> Material to process:
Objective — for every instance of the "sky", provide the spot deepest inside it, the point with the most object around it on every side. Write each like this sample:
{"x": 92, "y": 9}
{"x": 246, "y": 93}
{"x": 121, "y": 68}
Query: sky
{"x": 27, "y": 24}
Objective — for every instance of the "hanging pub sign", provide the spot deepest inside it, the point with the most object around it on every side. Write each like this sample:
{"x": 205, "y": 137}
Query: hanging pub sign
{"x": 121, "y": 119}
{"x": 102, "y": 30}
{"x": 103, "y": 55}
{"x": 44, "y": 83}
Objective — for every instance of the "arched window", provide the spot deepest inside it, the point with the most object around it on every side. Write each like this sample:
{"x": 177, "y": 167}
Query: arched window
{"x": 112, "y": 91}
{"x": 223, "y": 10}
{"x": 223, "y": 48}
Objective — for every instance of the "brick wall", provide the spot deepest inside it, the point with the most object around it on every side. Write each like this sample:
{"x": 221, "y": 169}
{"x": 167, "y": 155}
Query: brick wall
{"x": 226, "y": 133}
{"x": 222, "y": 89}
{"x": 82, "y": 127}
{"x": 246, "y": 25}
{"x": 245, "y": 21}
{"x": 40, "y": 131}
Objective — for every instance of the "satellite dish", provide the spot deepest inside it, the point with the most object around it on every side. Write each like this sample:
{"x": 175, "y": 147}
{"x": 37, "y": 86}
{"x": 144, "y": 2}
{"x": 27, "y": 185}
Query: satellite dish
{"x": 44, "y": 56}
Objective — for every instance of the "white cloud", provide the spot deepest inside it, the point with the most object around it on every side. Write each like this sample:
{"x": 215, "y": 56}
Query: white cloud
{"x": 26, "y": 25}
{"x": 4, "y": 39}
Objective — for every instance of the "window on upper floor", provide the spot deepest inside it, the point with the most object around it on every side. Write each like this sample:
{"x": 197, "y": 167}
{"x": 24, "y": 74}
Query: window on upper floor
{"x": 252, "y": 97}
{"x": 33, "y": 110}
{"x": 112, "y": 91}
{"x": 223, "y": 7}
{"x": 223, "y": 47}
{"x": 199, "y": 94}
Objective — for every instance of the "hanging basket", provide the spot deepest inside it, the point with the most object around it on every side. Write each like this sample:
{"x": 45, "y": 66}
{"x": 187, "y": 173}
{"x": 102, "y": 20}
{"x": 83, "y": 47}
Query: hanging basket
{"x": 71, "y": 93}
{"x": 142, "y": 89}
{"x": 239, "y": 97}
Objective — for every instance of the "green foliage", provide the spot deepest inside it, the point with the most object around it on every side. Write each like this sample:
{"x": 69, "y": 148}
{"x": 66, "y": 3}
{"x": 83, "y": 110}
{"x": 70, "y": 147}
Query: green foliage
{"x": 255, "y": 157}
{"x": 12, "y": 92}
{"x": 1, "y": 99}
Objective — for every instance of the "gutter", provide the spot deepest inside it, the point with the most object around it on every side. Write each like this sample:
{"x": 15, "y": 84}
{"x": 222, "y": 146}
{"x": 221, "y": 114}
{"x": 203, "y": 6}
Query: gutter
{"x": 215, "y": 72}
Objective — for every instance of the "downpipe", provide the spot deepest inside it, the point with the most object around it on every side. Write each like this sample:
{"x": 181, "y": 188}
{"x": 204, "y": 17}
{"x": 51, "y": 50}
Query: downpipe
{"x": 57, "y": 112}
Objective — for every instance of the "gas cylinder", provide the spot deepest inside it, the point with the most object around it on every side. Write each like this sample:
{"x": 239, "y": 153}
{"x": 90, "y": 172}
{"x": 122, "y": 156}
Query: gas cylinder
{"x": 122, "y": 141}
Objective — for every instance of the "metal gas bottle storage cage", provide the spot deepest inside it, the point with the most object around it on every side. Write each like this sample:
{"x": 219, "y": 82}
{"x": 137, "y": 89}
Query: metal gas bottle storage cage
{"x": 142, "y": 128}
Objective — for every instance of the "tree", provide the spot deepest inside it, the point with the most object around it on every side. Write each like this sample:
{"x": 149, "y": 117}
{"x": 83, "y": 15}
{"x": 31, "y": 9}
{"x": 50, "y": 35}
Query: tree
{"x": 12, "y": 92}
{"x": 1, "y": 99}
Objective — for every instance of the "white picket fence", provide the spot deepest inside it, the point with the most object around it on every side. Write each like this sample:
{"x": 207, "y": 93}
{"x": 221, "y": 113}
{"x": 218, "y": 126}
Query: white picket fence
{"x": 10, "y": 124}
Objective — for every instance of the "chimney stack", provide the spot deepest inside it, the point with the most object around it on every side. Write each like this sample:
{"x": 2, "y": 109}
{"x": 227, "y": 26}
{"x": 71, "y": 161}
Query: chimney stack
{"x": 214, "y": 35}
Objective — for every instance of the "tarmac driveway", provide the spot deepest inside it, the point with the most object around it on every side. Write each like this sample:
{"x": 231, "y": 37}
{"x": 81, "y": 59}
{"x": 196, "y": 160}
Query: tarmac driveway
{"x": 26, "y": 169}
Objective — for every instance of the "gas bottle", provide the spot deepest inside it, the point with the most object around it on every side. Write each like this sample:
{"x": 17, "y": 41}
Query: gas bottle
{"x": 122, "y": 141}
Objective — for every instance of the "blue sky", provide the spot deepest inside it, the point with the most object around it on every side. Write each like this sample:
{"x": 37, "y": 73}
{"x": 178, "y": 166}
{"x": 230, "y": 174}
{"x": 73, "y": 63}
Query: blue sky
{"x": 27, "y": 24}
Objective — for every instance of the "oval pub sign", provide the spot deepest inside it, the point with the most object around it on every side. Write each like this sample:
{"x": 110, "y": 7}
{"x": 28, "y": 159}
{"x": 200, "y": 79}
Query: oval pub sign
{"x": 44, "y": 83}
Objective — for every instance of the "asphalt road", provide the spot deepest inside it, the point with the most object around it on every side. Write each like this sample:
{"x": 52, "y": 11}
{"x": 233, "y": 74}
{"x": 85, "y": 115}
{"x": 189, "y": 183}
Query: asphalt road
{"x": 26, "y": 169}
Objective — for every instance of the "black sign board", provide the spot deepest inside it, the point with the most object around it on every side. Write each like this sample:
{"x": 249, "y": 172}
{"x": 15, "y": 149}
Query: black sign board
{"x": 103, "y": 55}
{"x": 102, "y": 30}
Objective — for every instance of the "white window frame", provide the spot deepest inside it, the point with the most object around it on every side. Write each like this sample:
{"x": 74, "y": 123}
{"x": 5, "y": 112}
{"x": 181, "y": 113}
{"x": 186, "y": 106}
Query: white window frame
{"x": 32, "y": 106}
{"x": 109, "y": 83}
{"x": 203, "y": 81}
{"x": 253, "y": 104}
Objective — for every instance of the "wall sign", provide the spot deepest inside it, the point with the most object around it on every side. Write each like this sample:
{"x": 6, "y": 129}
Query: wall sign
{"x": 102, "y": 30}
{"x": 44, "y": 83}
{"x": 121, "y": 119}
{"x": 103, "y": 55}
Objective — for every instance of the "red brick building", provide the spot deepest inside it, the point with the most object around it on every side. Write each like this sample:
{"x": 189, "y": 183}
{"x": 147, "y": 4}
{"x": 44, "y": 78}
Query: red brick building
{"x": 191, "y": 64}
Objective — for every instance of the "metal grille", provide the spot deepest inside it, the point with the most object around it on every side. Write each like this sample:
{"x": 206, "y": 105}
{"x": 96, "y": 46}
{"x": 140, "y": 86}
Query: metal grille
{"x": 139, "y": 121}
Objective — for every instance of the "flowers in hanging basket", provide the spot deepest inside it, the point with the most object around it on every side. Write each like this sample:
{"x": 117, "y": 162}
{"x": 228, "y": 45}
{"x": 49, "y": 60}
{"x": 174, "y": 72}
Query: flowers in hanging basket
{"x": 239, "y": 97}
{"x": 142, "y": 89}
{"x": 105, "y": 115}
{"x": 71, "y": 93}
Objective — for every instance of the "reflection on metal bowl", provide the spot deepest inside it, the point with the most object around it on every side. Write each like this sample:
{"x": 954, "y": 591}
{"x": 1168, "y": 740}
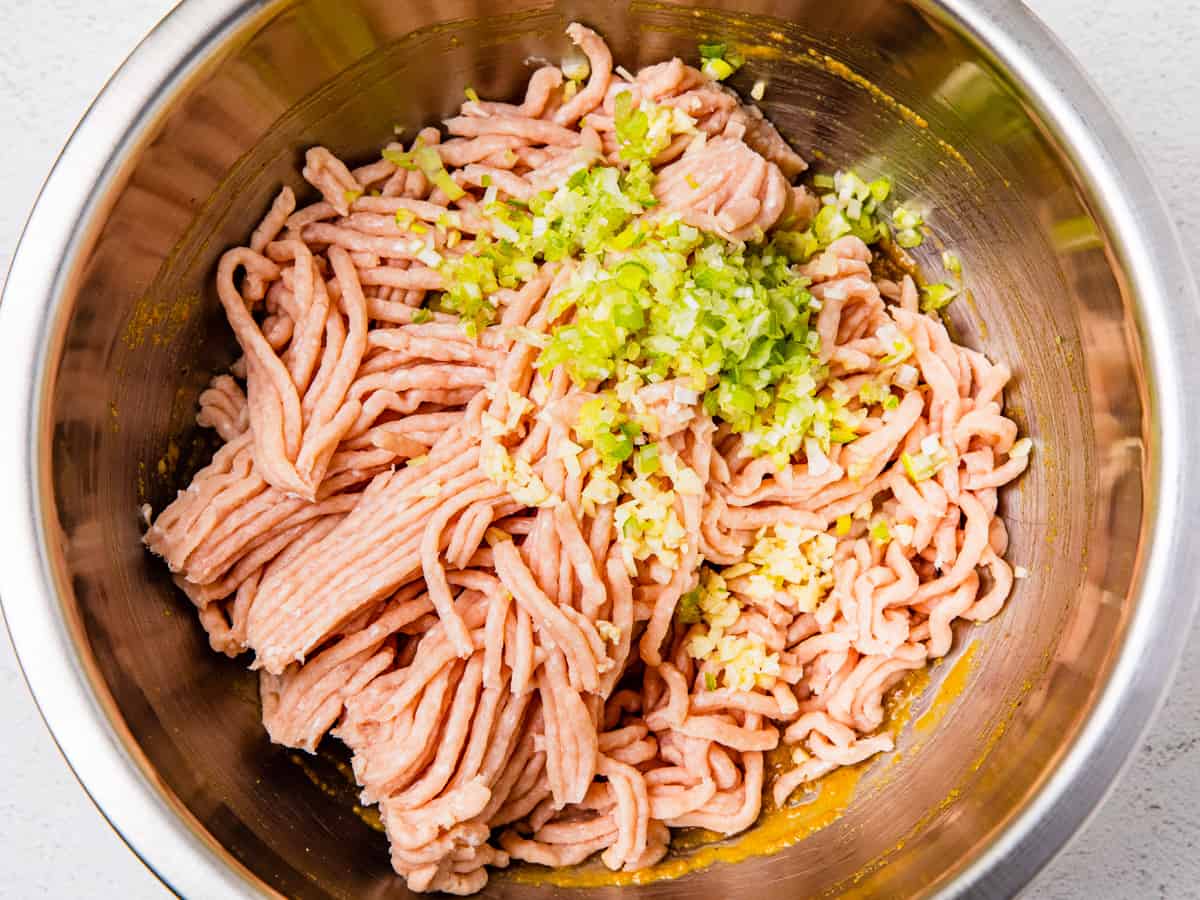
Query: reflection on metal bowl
{"x": 109, "y": 329}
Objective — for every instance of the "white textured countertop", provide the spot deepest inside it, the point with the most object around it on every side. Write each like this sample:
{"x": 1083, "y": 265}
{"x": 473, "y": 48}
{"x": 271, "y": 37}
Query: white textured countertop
{"x": 1144, "y": 843}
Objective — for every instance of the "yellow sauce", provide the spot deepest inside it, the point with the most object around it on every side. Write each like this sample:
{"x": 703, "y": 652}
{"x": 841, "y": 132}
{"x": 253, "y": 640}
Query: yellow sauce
{"x": 157, "y": 321}
{"x": 949, "y": 690}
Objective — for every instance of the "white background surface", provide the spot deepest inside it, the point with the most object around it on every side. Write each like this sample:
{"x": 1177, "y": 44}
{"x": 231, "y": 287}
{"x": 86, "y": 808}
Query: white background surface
{"x": 1144, "y": 843}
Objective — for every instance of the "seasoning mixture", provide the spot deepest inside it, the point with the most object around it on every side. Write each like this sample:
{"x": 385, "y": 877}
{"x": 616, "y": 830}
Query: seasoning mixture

> What this task involves:
Tally the lines of the material that contain the string "gutter", treating uppercase and lowercase as different. Give only the number.

> Final answer:
2